What you are asked to do —
Gather every line of the listing that contains the word "green", matching case exactly.

Object location annotation data:
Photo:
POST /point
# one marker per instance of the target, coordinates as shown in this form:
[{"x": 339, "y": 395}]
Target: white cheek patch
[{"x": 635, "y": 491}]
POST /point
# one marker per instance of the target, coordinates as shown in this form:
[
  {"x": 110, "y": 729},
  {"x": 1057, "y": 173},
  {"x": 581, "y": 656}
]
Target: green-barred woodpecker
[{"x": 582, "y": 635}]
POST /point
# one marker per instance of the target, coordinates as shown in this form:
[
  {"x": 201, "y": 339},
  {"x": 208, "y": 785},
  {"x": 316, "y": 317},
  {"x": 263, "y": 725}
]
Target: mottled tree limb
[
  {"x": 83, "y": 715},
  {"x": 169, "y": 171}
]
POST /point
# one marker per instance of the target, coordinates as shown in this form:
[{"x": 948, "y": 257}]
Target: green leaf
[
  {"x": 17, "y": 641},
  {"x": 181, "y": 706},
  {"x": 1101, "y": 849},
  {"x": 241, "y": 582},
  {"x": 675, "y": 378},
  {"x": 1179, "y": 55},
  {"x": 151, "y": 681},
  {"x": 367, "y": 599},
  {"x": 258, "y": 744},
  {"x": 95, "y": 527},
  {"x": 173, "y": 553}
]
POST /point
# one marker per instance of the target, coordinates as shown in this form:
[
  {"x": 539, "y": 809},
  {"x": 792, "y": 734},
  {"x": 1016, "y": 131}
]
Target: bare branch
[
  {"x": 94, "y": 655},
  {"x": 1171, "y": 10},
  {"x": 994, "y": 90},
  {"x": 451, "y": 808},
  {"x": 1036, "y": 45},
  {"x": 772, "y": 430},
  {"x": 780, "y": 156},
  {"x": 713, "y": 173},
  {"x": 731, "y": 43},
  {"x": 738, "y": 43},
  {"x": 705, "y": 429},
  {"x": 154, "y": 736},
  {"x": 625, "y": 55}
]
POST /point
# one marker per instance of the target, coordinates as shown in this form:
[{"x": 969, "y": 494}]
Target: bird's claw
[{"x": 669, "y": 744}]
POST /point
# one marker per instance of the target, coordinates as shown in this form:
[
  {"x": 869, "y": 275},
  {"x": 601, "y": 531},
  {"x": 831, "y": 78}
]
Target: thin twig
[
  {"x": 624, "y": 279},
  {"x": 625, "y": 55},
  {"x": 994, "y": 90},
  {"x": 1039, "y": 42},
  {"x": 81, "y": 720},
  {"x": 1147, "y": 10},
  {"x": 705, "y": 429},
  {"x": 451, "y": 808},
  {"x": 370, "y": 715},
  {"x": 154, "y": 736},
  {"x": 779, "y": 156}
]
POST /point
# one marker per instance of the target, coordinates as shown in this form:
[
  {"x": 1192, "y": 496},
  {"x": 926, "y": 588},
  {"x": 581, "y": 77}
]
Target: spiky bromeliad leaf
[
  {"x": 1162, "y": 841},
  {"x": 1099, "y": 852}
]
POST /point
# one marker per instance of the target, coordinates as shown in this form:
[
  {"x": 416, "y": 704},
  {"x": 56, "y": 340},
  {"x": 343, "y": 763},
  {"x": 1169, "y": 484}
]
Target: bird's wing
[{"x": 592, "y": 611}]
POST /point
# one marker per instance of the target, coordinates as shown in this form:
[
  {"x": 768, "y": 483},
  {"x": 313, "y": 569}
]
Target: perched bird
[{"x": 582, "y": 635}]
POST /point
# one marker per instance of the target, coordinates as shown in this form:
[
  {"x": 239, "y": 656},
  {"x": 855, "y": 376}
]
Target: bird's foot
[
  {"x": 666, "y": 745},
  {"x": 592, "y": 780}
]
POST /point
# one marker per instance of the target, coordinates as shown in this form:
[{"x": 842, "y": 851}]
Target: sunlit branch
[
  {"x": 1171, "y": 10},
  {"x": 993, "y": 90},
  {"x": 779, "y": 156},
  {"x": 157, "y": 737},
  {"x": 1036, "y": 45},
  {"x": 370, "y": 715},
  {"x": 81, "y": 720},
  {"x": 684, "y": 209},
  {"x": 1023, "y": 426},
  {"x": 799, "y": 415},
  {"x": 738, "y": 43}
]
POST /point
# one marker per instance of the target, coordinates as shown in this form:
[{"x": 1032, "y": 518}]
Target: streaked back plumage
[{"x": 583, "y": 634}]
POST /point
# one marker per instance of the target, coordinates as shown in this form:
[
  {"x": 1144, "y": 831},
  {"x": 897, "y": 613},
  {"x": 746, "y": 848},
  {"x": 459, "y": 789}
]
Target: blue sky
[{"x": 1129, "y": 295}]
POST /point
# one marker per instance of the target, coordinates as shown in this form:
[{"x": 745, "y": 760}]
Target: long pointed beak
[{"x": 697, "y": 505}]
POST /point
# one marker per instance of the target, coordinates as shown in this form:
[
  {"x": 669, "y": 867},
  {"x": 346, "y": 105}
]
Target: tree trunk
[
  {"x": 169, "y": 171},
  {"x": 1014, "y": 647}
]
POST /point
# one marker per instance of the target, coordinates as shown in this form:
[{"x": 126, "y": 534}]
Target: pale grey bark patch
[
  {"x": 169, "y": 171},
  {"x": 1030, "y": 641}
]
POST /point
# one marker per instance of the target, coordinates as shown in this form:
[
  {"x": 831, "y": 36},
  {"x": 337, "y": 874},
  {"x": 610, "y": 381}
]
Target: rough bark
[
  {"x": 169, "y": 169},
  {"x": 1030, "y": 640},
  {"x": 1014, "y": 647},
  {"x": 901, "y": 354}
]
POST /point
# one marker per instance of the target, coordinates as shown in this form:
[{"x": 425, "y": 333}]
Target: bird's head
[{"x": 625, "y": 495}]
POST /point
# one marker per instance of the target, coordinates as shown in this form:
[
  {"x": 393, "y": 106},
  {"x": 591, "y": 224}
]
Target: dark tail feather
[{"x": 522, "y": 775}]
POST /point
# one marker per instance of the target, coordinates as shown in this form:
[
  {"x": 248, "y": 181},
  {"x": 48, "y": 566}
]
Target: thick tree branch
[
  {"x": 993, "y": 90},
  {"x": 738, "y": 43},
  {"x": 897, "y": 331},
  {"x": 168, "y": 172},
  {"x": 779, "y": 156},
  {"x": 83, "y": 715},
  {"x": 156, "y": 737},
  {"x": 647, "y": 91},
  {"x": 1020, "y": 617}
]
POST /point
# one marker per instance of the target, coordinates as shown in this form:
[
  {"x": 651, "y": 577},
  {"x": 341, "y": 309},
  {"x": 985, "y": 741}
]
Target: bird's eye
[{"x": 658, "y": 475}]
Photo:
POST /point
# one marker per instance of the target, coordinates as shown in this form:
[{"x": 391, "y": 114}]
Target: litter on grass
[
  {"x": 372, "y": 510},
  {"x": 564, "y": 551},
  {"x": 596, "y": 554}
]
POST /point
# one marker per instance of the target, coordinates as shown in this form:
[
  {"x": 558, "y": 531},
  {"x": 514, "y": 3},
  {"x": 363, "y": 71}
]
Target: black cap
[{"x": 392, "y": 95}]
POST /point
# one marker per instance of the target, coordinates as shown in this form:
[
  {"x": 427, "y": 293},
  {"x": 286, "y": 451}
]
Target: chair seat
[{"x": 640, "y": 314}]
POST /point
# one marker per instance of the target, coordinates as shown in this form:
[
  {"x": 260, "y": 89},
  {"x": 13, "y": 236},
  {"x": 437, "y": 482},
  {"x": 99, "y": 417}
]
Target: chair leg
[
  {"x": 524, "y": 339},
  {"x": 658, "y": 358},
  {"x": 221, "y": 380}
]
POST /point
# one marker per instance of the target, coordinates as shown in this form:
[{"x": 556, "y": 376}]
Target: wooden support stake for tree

Reply —
Target: green-barred woodpecker
Target: green leaf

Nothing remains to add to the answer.